WHAT YOU SHOULD DO: Whenever a line in the records below holds the string "hole", copy it out.
___ EXERCISE INPUT ___
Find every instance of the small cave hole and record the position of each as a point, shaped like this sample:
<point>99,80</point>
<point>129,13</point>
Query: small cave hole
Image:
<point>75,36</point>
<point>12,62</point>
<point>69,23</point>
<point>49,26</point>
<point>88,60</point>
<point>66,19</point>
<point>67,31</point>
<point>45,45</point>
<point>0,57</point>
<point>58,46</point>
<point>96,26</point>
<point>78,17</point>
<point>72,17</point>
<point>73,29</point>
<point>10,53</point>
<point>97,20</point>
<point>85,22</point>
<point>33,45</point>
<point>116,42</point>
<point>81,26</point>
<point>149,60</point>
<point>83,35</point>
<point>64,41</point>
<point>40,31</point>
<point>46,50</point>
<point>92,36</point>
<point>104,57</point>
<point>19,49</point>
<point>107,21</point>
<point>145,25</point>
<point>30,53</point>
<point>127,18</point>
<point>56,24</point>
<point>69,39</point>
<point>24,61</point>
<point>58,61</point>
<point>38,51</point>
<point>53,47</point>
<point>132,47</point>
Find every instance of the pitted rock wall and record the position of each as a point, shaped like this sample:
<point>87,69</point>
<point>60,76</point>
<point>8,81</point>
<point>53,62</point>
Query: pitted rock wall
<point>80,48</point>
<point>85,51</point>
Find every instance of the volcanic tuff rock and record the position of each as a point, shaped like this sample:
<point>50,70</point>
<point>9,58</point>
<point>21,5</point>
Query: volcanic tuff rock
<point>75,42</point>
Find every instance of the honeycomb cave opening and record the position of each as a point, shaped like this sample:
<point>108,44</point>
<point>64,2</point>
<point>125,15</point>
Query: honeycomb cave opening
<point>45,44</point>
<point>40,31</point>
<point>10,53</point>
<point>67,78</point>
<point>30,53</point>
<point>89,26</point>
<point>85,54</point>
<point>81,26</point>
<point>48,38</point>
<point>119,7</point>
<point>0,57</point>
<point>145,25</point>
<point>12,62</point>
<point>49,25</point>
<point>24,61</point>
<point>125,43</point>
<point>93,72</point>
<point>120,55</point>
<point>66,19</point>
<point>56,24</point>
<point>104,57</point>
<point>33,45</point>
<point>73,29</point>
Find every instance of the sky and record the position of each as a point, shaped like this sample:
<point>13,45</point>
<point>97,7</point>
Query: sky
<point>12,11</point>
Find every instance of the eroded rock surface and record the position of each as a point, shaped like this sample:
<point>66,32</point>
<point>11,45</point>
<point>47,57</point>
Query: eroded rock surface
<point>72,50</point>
___
SOLUTION TO THE PROBLEM:
Find every instance of the small cave hole and record the position of each as a point, shaped like this sample:
Query: small cave hole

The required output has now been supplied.